Written request: Copy out the material verbatim, beginning at the line that contains "Could you point to the vertical" and stopping after the line that contains "column 298, row 286".

Exercise inputs:
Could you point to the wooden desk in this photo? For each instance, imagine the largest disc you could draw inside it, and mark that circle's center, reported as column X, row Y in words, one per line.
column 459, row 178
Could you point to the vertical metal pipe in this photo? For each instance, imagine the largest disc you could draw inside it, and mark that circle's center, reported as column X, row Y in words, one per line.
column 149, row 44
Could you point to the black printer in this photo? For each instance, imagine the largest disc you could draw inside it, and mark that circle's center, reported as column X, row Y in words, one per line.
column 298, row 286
* * *
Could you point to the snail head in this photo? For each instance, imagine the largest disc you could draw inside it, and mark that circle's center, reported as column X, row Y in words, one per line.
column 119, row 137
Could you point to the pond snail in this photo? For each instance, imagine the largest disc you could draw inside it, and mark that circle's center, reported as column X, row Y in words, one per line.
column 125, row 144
---
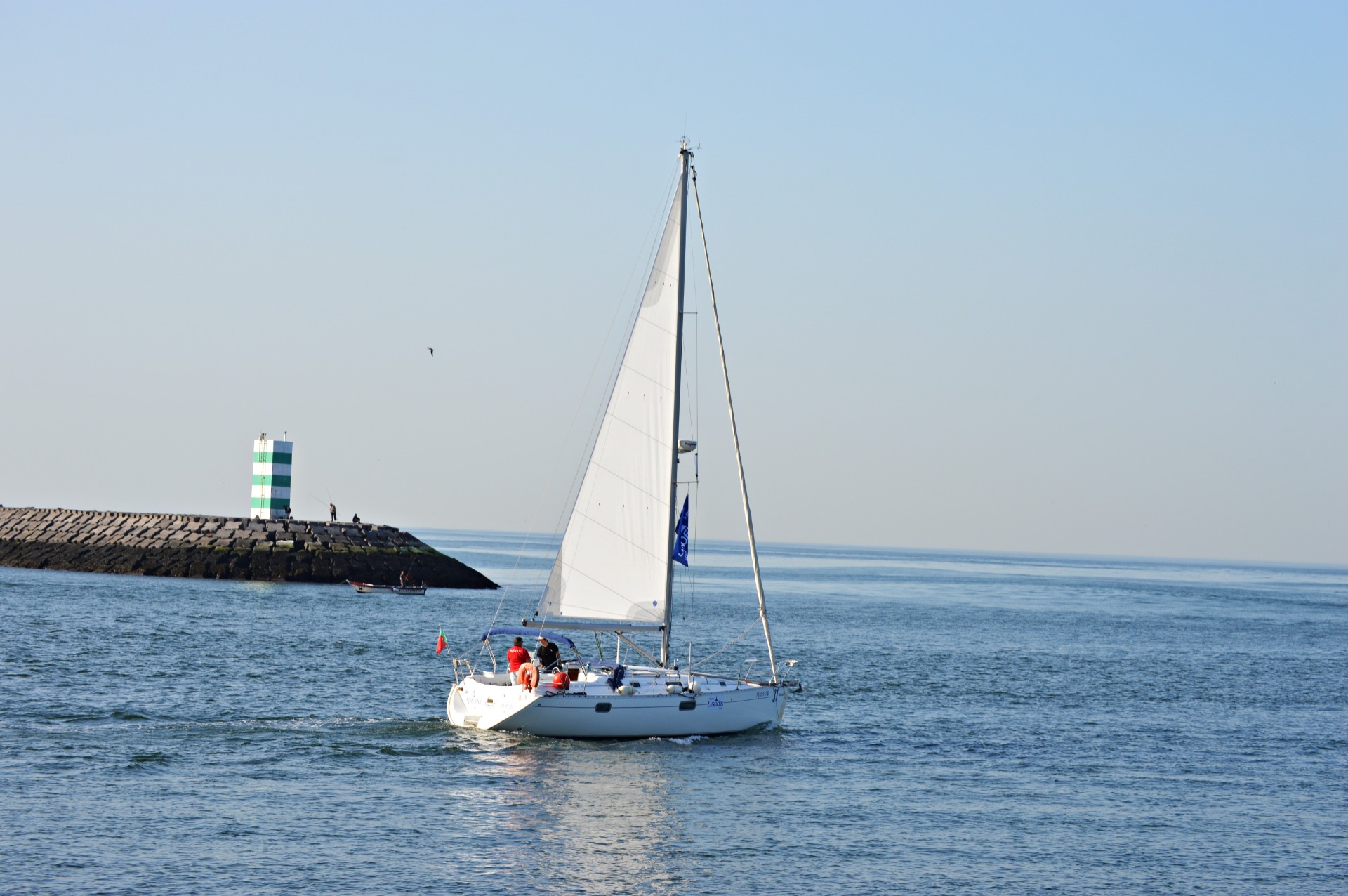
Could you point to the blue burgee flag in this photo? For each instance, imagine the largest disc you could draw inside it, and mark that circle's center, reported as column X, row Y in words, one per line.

Correct answer:
Could you point to the vertical metal pipe in this photo? For each instance, imagine the largest disc you could draw inside it, and mark that circle's center, reported as column X, row Y in words, one per line.
column 149, row 44
Could you point to the black printer in this photo? For each instance, imagine the largest disc you could draw inside it, and mark that circle's center, reported as column X, row Y in words, one per line.
column 298, row 286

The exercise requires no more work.